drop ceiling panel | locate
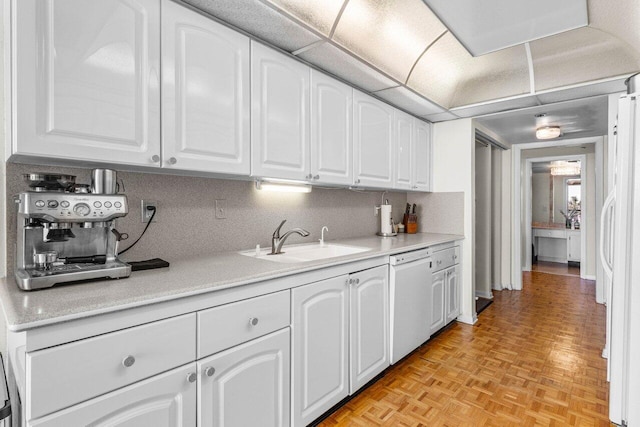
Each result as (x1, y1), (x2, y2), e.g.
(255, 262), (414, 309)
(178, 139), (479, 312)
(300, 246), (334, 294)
(407, 33), (530, 108)
(374, 86), (445, 116)
(452, 96), (539, 118)
(536, 77), (629, 104)
(182, 0), (321, 52)
(530, 27), (640, 92)
(332, 0), (446, 82)
(297, 42), (397, 92)
(588, 0), (640, 58)
(421, 111), (459, 122)
(423, 0), (588, 56)
(265, 0), (346, 37)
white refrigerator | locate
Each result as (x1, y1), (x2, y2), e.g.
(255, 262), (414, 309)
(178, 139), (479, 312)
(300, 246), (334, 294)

Goal of the exercise: Copy each entry exactly as written. Images should not appear in the copy.

Final answer:
drop ceiling panel | locate
Each result as (x1, y1), (x2, y2), e.g.
(255, 262), (414, 309)
(178, 139), (479, 312)
(300, 246), (334, 294)
(407, 33), (530, 108)
(374, 86), (445, 116)
(452, 96), (539, 118)
(536, 77), (629, 104)
(182, 0), (321, 52)
(530, 27), (640, 92)
(332, 0), (446, 82)
(297, 42), (397, 92)
(588, 0), (640, 58)
(421, 111), (459, 122)
(423, 0), (588, 56)
(265, 0), (346, 37)
white refrigerator | locate
Each result as (x1, y1), (x2, y2), e.g.
(255, 262), (414, 309)
(178, 139), (479, 312)
(300, 246), (334, 294)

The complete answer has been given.